(Referring expression data)
########
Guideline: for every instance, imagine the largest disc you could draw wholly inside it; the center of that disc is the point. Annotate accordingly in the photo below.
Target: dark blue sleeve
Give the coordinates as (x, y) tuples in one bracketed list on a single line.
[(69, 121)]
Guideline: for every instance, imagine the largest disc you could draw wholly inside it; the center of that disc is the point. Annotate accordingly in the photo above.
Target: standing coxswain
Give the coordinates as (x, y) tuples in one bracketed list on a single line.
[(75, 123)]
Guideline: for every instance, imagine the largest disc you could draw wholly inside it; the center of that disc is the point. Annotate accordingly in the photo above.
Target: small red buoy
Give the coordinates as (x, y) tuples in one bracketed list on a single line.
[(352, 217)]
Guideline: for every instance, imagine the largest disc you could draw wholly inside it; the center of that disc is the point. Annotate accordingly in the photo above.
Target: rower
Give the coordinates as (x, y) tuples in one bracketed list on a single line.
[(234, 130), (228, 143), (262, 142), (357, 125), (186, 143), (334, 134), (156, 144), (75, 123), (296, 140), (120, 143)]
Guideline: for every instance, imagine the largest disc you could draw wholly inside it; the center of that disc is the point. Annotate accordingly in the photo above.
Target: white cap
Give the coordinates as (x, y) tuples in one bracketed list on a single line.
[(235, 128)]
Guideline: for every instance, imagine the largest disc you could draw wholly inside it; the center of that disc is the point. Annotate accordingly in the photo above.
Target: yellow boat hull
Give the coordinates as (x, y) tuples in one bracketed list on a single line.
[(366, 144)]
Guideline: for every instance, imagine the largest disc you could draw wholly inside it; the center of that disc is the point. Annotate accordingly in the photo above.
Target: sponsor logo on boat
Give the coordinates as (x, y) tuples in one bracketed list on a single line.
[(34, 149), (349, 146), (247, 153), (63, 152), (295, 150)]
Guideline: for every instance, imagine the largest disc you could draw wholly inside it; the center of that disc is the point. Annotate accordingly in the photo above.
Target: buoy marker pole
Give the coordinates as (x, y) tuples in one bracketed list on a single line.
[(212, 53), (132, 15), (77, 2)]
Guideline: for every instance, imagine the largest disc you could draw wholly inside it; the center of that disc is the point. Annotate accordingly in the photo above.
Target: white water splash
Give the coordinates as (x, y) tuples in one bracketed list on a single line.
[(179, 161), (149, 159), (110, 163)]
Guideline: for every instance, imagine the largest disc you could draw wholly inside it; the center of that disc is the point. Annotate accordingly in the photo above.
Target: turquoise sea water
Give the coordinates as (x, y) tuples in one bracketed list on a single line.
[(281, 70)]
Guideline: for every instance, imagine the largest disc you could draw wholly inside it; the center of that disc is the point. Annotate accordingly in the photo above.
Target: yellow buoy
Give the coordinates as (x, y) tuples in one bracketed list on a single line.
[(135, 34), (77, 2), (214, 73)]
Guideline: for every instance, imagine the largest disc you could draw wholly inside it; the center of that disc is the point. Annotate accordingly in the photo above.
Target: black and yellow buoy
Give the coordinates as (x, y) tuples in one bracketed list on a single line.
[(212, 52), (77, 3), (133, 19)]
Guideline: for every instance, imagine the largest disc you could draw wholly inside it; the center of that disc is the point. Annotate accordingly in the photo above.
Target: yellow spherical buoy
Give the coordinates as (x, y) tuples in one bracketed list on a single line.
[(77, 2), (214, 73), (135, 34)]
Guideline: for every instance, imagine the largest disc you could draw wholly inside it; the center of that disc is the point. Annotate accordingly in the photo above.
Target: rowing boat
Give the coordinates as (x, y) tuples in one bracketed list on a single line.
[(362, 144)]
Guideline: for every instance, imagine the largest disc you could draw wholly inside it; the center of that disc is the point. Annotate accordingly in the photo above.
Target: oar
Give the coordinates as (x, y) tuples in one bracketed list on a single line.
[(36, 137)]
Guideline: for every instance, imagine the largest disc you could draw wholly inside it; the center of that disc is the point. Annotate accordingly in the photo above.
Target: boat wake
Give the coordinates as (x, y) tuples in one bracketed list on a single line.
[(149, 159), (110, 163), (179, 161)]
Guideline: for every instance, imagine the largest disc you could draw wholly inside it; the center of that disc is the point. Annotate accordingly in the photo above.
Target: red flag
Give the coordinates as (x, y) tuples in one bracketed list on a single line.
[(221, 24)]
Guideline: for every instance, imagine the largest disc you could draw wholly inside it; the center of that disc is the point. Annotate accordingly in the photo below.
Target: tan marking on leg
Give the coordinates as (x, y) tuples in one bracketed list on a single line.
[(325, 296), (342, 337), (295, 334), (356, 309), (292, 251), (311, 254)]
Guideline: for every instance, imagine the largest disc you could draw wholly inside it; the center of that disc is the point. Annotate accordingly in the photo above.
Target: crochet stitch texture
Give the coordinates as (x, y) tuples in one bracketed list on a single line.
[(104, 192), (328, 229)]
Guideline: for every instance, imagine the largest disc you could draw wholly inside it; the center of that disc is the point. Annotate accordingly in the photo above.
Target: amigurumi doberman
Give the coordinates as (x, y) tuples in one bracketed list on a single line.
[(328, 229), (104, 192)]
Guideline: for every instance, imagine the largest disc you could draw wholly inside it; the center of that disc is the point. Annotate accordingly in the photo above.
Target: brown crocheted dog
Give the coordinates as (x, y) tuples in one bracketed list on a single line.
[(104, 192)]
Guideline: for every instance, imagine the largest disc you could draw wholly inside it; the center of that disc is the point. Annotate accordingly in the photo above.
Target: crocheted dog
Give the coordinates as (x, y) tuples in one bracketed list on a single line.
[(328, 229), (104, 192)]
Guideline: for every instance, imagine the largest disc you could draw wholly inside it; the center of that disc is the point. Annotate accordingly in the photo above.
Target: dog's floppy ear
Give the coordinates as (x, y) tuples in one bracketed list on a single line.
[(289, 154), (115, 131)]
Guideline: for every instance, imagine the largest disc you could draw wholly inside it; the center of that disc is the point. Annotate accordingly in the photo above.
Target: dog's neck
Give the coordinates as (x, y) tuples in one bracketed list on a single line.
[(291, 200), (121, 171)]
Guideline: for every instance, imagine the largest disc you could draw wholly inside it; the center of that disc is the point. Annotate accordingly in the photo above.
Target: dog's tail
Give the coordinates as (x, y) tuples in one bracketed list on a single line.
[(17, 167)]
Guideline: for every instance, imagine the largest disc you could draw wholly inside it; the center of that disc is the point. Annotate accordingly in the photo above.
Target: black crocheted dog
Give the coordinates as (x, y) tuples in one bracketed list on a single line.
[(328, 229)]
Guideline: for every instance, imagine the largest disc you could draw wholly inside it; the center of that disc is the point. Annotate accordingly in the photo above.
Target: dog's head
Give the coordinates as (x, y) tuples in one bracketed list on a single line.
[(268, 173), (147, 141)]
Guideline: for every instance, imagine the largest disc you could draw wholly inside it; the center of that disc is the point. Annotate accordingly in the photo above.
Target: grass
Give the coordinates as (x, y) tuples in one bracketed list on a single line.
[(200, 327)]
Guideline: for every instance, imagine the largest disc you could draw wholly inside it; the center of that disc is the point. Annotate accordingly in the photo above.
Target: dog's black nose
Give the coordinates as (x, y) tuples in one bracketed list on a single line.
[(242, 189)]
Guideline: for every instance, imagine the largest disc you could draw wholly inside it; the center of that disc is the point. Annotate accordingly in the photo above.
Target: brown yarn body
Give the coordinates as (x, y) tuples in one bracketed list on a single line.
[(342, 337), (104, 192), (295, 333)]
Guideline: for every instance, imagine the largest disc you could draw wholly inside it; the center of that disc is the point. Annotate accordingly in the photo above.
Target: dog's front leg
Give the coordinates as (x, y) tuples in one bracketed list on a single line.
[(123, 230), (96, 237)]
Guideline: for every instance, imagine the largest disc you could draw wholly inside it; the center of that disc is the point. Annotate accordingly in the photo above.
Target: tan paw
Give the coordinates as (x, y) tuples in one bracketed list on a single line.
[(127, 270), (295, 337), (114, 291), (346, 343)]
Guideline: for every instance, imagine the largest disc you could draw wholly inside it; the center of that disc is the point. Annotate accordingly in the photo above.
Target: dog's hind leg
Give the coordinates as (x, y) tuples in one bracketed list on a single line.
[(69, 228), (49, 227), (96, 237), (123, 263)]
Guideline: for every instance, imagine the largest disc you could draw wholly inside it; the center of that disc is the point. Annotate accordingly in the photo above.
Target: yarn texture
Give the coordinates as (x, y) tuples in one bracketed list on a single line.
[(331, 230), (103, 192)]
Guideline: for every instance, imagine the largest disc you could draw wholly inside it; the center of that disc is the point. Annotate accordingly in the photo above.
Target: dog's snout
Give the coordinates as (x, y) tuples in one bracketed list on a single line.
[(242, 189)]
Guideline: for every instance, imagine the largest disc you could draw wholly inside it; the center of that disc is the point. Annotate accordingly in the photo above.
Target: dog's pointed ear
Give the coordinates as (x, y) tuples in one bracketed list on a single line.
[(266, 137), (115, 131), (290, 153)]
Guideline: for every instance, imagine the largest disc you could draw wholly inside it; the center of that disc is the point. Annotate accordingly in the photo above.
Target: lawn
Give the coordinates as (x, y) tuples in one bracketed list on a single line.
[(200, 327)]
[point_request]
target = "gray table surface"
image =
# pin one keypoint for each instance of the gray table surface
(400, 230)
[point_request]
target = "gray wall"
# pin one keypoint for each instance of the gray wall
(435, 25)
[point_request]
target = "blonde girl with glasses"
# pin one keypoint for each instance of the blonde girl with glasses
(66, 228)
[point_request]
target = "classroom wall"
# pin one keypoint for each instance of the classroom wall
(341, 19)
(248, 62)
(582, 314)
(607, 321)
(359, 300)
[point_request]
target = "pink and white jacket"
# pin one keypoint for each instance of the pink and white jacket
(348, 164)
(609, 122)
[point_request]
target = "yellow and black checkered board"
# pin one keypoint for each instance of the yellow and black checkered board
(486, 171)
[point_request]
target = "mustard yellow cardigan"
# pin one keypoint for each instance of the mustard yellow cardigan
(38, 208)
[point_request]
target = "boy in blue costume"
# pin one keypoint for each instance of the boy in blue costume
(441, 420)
########
REQUIRED WORK: In the data above, how many lines include the word "texture"? Answer with the number only.

COMPLETED EXERCISE: 2